## TASK STATEMENT
Report how many of the lines below contain the string "plastic", treating uppercase and lowercase as different. Reply with the number alone.

## PROVIDED RECORDS
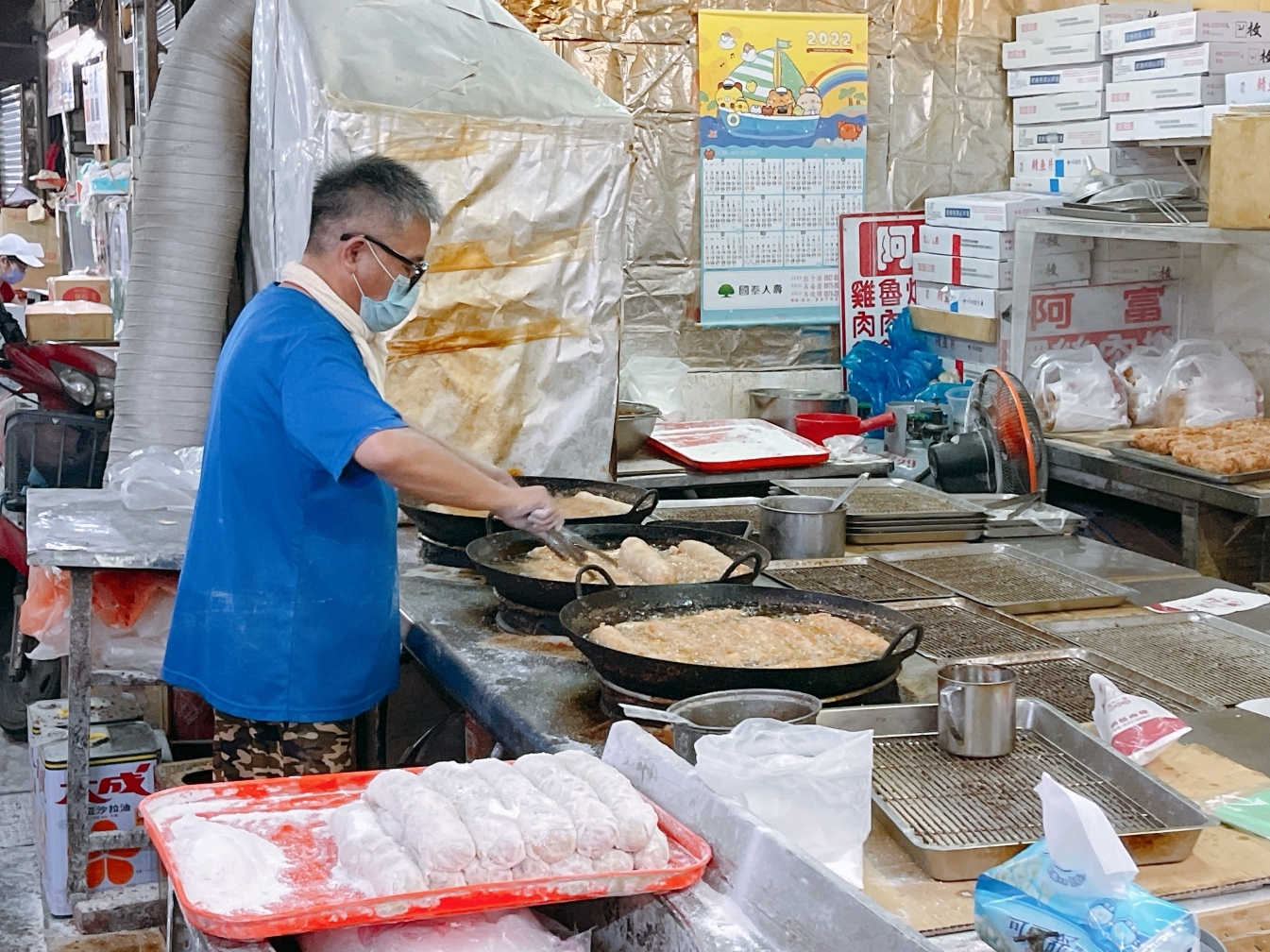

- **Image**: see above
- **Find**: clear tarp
[249,0,633,478]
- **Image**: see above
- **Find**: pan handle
[881,621,922,657]
[719,552,763,582]
[573,562,618,599]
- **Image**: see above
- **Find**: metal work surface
[883,543,1130,614]
[766,555,951,602]
[1044,613,1270,706]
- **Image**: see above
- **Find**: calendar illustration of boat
[718,40,821,144]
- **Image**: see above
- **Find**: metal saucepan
[398,477,656,548]
[467,522,770,611]
[560,585,922,699]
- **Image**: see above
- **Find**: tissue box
[1100,10,1270,54]
[1001,33,1102,70]
[1107,74,1238,110]
[1013,89,1106,126]
[1015,120,1111,152]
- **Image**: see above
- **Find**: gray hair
[309,155,445,249]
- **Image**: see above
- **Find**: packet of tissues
[974,774,1200,952]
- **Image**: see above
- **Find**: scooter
[0,308,114,740]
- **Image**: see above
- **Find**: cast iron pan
[560,585,922,701]
[467,522,770,611]
[398,477,656,548]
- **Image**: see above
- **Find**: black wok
[398,477,656,548]
[560,585,922,701]
[467,522,770,611]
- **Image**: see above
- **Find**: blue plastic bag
[974,774,1200,952]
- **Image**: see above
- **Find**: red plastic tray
[139,768,710,940]
[648,419,829,473]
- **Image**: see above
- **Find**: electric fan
[930,367,1049,499]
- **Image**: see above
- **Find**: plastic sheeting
[249,0,633,478]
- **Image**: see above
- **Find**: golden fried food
[589,609,887,668]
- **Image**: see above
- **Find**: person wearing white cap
[0,231,44,304]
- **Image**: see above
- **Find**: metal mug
[758,496,847,559]
[939,665,1016,757]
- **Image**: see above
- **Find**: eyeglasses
[339,231,428,288]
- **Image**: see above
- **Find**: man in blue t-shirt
[162,155,560,779]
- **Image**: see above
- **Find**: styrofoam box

## FINAL ANSWER
3